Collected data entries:
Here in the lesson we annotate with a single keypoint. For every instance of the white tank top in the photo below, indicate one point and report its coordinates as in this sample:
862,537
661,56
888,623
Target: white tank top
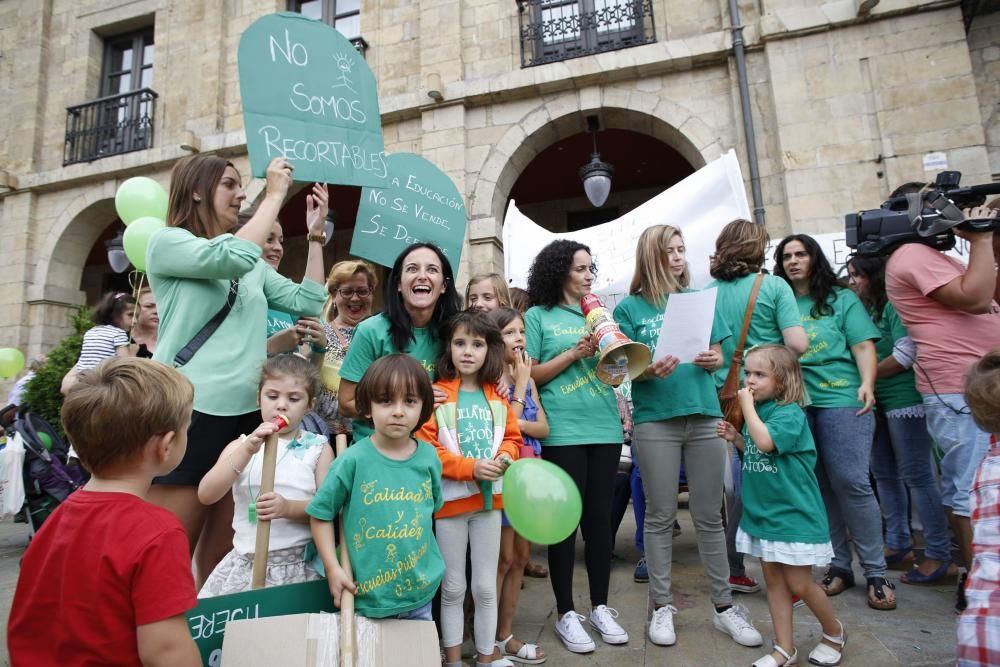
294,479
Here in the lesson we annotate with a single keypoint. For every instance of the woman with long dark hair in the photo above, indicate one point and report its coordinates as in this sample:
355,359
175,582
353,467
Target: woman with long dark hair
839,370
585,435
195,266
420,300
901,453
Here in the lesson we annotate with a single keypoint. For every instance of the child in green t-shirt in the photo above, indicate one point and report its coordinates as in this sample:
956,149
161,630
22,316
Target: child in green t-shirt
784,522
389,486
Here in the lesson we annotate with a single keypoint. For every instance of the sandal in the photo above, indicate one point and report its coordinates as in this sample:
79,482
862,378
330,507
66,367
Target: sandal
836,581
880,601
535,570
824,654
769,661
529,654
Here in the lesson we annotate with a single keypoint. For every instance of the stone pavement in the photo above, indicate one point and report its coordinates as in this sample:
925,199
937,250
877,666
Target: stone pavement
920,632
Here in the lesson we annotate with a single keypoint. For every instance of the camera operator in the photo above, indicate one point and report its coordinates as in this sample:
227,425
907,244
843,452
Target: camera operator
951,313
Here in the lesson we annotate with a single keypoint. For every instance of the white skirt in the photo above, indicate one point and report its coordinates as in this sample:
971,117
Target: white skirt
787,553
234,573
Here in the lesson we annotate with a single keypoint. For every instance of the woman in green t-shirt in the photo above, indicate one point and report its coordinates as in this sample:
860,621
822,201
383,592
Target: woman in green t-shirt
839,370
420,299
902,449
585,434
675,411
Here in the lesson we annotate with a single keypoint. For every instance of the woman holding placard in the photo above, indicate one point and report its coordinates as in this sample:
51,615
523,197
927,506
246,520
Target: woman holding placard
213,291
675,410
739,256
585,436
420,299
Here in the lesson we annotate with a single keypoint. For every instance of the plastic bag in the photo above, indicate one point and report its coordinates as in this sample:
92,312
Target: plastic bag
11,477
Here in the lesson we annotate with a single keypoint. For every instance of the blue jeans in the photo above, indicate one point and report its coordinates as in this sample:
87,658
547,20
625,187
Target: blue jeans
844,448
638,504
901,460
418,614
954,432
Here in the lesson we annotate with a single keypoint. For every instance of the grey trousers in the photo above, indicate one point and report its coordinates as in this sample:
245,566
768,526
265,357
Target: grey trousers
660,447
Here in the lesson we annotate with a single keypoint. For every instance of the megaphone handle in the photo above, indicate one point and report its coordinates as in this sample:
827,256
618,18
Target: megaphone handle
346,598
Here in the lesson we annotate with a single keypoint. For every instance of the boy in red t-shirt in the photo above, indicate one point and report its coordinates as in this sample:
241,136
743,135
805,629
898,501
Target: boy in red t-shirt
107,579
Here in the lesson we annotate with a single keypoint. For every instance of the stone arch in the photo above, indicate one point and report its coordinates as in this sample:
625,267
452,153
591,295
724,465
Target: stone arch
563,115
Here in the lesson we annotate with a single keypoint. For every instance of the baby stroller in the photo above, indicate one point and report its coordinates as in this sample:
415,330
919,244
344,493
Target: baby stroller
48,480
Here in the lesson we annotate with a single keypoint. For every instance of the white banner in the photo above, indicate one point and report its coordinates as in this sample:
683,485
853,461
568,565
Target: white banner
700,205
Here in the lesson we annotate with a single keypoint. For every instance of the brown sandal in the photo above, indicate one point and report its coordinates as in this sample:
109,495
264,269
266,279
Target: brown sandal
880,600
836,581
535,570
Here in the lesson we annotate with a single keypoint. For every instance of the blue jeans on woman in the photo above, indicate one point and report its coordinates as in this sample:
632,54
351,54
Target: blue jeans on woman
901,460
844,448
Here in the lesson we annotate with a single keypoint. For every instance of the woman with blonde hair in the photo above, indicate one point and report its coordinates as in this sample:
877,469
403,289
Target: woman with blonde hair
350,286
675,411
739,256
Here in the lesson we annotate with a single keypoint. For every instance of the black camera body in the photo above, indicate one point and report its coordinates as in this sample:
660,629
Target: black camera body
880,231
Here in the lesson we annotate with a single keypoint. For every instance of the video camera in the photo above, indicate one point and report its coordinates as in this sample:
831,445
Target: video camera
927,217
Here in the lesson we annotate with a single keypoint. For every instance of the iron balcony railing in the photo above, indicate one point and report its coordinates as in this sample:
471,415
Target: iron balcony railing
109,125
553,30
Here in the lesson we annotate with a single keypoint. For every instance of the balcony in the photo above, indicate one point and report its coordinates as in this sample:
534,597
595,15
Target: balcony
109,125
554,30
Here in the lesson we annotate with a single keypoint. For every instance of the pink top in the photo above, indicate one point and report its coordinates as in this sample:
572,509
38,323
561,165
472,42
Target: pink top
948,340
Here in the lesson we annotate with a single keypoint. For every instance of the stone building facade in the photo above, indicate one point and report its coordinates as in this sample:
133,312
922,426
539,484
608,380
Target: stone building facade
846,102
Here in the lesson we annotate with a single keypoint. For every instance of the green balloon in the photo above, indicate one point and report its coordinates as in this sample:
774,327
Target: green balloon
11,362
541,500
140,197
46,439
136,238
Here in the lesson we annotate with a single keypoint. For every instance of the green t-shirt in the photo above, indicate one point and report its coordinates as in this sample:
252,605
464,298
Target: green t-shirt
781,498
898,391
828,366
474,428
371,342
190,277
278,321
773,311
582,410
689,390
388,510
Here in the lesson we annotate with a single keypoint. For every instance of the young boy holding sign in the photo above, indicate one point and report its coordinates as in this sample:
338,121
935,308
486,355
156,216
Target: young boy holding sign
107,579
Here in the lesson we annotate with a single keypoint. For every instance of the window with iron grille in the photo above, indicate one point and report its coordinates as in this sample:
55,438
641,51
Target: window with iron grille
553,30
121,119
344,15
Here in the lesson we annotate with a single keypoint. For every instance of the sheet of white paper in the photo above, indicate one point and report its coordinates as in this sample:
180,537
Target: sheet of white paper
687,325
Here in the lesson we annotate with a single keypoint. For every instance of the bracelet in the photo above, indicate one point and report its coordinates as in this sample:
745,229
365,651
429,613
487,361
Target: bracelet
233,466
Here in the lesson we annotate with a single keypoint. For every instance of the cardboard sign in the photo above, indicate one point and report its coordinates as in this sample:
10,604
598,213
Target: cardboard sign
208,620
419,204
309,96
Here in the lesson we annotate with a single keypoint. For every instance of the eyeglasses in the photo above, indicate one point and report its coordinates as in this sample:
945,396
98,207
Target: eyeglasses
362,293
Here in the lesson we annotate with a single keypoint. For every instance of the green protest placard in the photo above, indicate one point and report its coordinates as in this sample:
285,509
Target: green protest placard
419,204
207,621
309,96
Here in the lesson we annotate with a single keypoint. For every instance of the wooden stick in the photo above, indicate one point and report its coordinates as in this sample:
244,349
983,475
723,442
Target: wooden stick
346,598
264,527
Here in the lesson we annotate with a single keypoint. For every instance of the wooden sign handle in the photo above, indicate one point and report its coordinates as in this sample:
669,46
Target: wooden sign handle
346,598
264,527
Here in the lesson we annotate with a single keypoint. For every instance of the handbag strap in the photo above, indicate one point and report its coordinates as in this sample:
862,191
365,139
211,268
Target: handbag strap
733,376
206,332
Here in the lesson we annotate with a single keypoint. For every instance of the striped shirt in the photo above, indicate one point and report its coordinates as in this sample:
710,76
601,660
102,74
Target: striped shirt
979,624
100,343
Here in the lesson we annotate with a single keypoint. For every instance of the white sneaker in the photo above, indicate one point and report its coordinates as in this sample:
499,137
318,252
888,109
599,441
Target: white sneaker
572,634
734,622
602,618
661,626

What you need to do — Output the data exactly as it appears. The pictures do not belong in it.

Response area —
Here in the lesson we annotate with a single keypoint. For every instance of the white tank top in the photo below, indicate one point and report its coordinates as in this sample:
862,537
661,56
888,623
Target: white tank top
294,479
Here in the lesson we annotate with a single keypoint. For every instance of the woman with long dark hair in the photo above, indicate one point and report its coordinates as in this sample:
355,359
175,582
353,467
Target: woman with long dark hair
839,370
585,435
195,266
420,300
901,453
Here in the lesson we annotate with a single keypoint. For every instance of the child in green t-shirt in the photo above, indicate one point and report its coordinates as in this sample:
956,149
161,630
22,316
Target: child in green t-shirt
784,522
389,486
Here in the lesson we annotate with a single keypoint. For every instance of the sandal in the photo above, indicate one point and report its coordinates as in this sample:
79,482
862,378
330,507
66,367
Target: sandal
836,581
880,601
535,570
824,654
769,661
529,654
Here in the lesson we annotate with a single keypoint. For every instance of the stone pavement in the photo above, indicate one point and report its coordinates as in this sample:
925,199
937,250
877,666
Target: stone pavement
920,632
Here in the lesson we annotate with a single keypoint. For every instance of the camera operator in the photo above, indicate one point and report its coordinates as in this sample:
227,425
907,244
843,452
Target: camera operator
951,313
Here in the lesson we annotate with a single keypoint. For every instance of the white skirt in the photo above, indicate one point and report its coordinates as in this sample:
971,117
Target: white skirt
787,553
234,573
Here in the lesson we annotate with a single keypoint. For every instance of the woman in green t-shirt in the photo above, indicate one point and report its coordinates as in this sample:
860,621
822,201
383,592
Target: woman in green t-shirt
839,370
420,299
902,449
585,434
675,411
Here in the lesson we annotate with a single keypoint. For every instance of the woman holding placard in the photo above, indicate one point and report its coordinates as in this sample:
51,615
523,197
927,506
246,520
Target: woman holding placard
213,291
675,410
739,256
585,436
420,299
Here in the lesson we annotate with a single keypoint. For every instance of the plastic bag in the photo above, indicate one point and report its coordinates as in this sample:
92,312
Target: plastic bag
11,477
Here in the lesson we annotate with a single keypoint. For every instance of the blue jeans in the photo above, indicate one point and report its coordinates as in this sample:
87,658
547,20
625,187
Target: blue jeans
844,448
638,504
901,460
418,614
954,432
Here in the lesson we annotate with a single keypoint. For every instance of the grey trousers in the photo above, indicate one point and report its coordinates as in this sample:
245,566
768,526
265,357
Target: grey trousers
660,447
Here in the lesson we annotate with a single keypoint. For every instance of the megaphone handle in the photo above, indicate one point and report its coordinates as in this sample:
827,256
618,18
Target: megaphone handle
346,598
Here in the lesson we annotate with a single keypoint. For every instance of the boy in red t-shirt in the photo above, indicate one point and report its coordinates as in this sample:
241,136
743,135
805,629
898,501
Target: boy in red t-shirt
107,579
Here in the lesson we annotate with a single keypoint. For every instance of the stone arch in the photo above, indicate one point and report its coordinates as in this sample:
625,267
452,153
591,295
724,465
Target: stone arch
563,115
Here in the lesson we annotate with a single keypoint. For every instance of the baby stroller in the photo above, indicate one point and report its coordinates as in this sample:
415,330
919,244
344,493
Target: baby stroller
48,480
Here in the lesson we annotate with a single keypoint. For every instance of the white banner in the photo above, indicate one point and report its coordinates as in this sample:
683,485
853,461
568,565
Target: white banner
700,205
Here in the lesson we annotate with a single keypoint. For every instance of the brown sandal in the photo above, indicate one point and report its coordinates as in this sample:
109,495
264,269
266,279
Target: brown sandal
880,600
836,581
535,570
Here in the lesson we annotate with a single keypoint. For every instance of the blue jeans on woman in the photo above, indicate one point and report its coordinates as in this sample:
632,54
351,54
Target: blue jeans on woman
901,460
844,448
Here in the lesson we annotate with a single keypoint. For every instance of the woman with blonde hair in the photo above, indicate one point and report its coordinates as in this sample:
877,469
403,289
Target: woman with blonde hair
350,286
675,411
739,256
Here in the lesson we annotate with a single keypoint. For every instance of the black camera body in the photo above, indicate one point and report its coordinates as in this sample:
660,629
Target: black camera body
880,231
Here in the lesson we annotate with a single keypoint. For every instance of the video camera in the photo above, indicate one point and report its coordinates as in this sample:
831,445
Target: video camera
927,217
Here in the lesson we annotate with a single keypoint. For every instance of the iron balcony railing in the photo above, indicate one point and report its coordinates as in this sample:
471,415
Target: iron balcony railing
109,125
553,30
Here in the lesson we annotate with a single keypoint. For every instance of the balcony in the photo above, indicate one point and report its coordinates as in this sample:
534,597
595,15
Target: balcony
109,125
554,30
Here in the lesson we annotate with a single keypoint. For every instance of the pink top in the photo above, indicate one point and report its coordinates as in this sample:
572,509
38,323
561,165
472,42
Target: pink top
948,340
Here in the lesson we annotate with a single keypoint. For every instance of the stone building facade in the photo above, indicate one point and report its coordinates as in this sample:
133,312
922,426
539,484
608,380
Target: stone building facade
846,102
Here in the lesson we annotate with a single keypoint. For every instance of the green balloon in the photo above, indicate one point and report its coordinates as in this sample:
774,327
Target: green balloon
11,362
541,500
140,197
46,439
136,238
Here in the lesson we annotate with a single keypoint. For every instance of the green t-shirt in the photo above, indicate one point and report its coordinates as in this sample:
252,605
464,298
Target: green t-shirt
781,498
898,391
828,366
474,428
371,342
190,277
278,321
773,311
582,410
689,390
388,510
Here in the lesson we annotate with a single keypoint. For every instance of the young boy holding sign in the photo above, indicate one point and report its coordinates as in this sample:
338,121
935,308
486,355
156,216
Target: young boy holding sign
107,579
Here in the lesson we annotate with a single keypoint. For every instance of the window with iron grille in the photo above, indicate one point and report its coordinates as in this sample:
55,438
641,51
Target: window with iron grille
553,30
121,119
344,15
Here in the lesson we annotate with a single keypoint. For every instance of the sheet of white paper in the photo above, indicate one point and report its coordinates as in this sample:
180,537
Target: sheet of white paper
687,325
Here in the lesson we annotate with a single keypoint. For every instance of the bracelet in the photo above, indicate one point and report its coordinates as in this sample:
745,229
365,651
429,613
487,361
Target: bracelet
233,466
Here in the lesson we annotate with a single keypoint. For every instance of the cardboard sign in the photo above, indicate one point and report its coordinates as in this sample:
10,604
598,213
Target: cardboard sign
208,620
419,204
309,96
Here in the lesson we annotate with a single keypoint. For every instance of the eyeglasses in the photo above, indicate one point and report its coordinates as in this sample:
945,396
98,207
Target: eyeglasses
362,293
Here in the lesson we annotate with a single keypoint. For every instance of the green protest placard in the photo above, indicate one point and report its coordinates as in this sample:
285,509
Target: green protest placard
419,204
207,621
309,96
Here in the lesson we annotate with a single keypoint. For every instance of the wooden stick in the photo above, indicate one point and report its coordinates as in this sample:
244,349
983,475
723,442
Target: wooden stick
346,598
264,527
Here in the lesson we annotate with a single keypoint. For every instance of the wooden sign handle in the photo above, indicate one point and report its coordinates as in this sample:
669,46
Target: wooden sign handle
346,598
264,527
Here in the lesson we annotate with a single keypoint. For every instance of the handbag strap in the photo above, indicate one point and report its coordinates as in this sample:
862,191
365,139
211,268
Target: handbag strap
733,376
206,332
Here in the lesson we annotate with a single keypoint. For every instance of the striped shirt in the photo above, indicate one point and report its coordinates as in this sample:
710,76
601,660
102,74
Target: striped shirt
979,624
100,343
Here in the lesson we annotate with a single keypoint. For every instance of the white sneaker in the photo above, indicate one point and report its coordinates as in this sample:
499,137
318,252
888,109
599,441
Target: white sneaker
572,634
734,622
602,618
661,626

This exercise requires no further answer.